◆ SHORT PROBLEM:
Turn the lines from the one containing "As a warehouse robot's perception module, locate man" through the last line below into a numbered list, leaving out any blank lines.

(Object detection data)
────────────────────────────────────────

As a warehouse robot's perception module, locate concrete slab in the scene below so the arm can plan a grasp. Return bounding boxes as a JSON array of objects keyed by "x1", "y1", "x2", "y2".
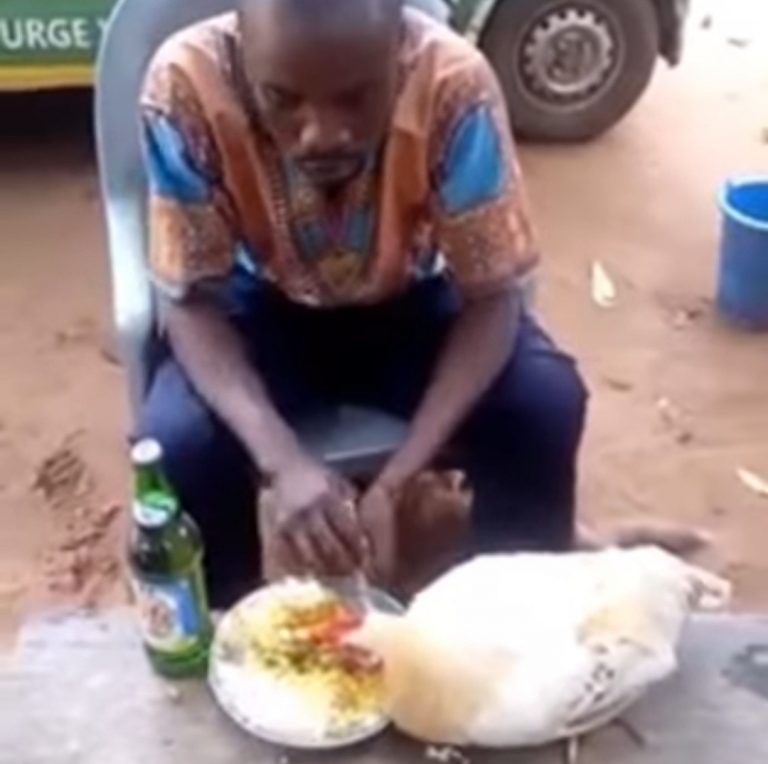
[{"x1": 0, "y1": 612, "x2": 768, "y2": 764}]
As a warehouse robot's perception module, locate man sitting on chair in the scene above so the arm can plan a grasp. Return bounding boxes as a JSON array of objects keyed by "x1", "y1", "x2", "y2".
[{"x1": 140, "y1": 0, "x2": 586, "y2": 603}]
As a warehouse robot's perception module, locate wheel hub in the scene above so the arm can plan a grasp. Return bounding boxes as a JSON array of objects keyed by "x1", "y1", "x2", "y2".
[{"x1": 522, "y1": 7, "x2": 617, "y2": 103}]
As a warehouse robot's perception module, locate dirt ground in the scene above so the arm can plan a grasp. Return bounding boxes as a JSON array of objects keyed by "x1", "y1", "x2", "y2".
[{"x1": 0, "y1": 4, "x2": 768, "y2": 640}]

────────────────────────────────────────

◆ ANSWER TO THIS PROBLEM:
1. As a warehouse robot's perception module, locate man sitting on chair in the scene above so the arm can plan a grasp. Return bounding boxes as a JSON array of objects keyed by "x1", "y1", "x2", "y2".
2. [{"x1": 140, "y1": 0, "x2": 586, "y2": 603}]
3. As a warehouse robot's perception module, locate wheel hub in the scene above so the arm can plan a grasp. Return bounding boxes as a JSON array of objects keyed by "x1", "y1", "x2", "y2".
4. [{"x1": 522, "y1": 7, "x2": 617, "y2": 103}]
5. As a warehouse robot's perception module, locate dirt ground in the scene above so the arm can plan a grasp. Return bounding boxes as a JSON array of objects keyed by "x1", "y1", "x2", "y2".
6. [{"x1": 0, "y1": 4, "x2": 768, "y2": 640}]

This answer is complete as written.